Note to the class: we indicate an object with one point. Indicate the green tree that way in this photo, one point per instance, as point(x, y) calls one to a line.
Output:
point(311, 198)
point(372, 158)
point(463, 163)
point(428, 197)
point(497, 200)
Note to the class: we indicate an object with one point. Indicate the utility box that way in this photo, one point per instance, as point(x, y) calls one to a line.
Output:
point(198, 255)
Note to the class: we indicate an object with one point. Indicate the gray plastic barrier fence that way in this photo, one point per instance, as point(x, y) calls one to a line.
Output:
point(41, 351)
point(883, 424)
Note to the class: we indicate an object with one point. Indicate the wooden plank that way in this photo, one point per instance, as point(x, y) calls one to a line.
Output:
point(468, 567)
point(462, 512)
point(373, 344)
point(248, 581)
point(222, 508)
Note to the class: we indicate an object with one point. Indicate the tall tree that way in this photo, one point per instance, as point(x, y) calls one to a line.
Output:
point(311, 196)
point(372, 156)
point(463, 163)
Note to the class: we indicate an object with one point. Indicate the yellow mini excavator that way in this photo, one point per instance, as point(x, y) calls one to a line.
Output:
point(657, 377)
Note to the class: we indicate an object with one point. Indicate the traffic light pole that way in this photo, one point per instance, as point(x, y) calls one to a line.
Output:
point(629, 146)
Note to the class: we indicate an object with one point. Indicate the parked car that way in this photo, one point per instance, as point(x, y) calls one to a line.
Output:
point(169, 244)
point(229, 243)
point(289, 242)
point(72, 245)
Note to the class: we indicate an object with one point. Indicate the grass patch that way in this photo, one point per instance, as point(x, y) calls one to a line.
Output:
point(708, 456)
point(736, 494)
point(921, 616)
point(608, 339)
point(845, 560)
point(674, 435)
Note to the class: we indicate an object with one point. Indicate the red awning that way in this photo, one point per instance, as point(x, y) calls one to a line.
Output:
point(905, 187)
○ ○ ○
* [Exercise task] Transcribe every entry exactly, omitting nothing.

* [Answer to this problem]
Note to the class: we indicate an object with one point. Indicate the green tree that way in this photo, one point per instance, as point(x, y) calls one to a line.
Output:
point(311, 198)
point(372, 158)
point(463, 163)
point(428, 197)
point(497, 200)
Note to the class: we indicate an object with one point. Indicate the utility box that way in this photo, one point per instance, as point(x, y) calls one to a line.
Output:
point(198, 255)
Note to the class: we indicate an object with one point. Indicate the gray plastic barrier fence that way in this photo, one point per instance, as point(x, y) calls one to a line.
Output:
point(41, 351)
point(883, 424)
Note to the class: we indicate an object with one point. Indicate the wooden plank that way in this photo, one point per instance, as point(x, y) calls one to a line.
Output:
point(468, 567)
point(462, 512)
point(373, 344)
point(248, 581)
point(222, 508)
Note to the class: we indicate an object with one point. Indicate the tall tree that way in this photo, one point per instance, as point(x, y) calls one to a line.
Output:
point(311, 196)
point(372, 156)
point(463, 163)
Note to the class: we indicate an object with one point. Indicate the yellow mini excavator that way in this photo, one point per instance, as point(x, y) calls one to a line.
Output:
point(657, 377)
Note to the class: we indicate an object with one point. Indicate the traffic light pole that way in this photo, one point per instance, as point(x, y) calls one to a line.
Output:
point(629, 146)
Note to the class: we indicate an object with one point. Indicate the parked car that way in this photo, one point per instance, as point(x, y) calls one to a line.
Output:
point(169, 244)
point(229, 243)
point(289, 242)
point(72, 245)
Note to the class: we indicate an object with one point. Indicate the grass patch that way in this photo, one point per instance, as point(x, y) calls one to a line.
Output:
point(708, 456)
point(736, 494)
point(921, 616)
point(608, 339)
point(845, 560)
point(674, 435)
Note to the class: we indicate an object with one point. Indicate the red awning that way in this photo, one point per instance, as point(x, y) calls one to a line.
Output:
point(905, 187)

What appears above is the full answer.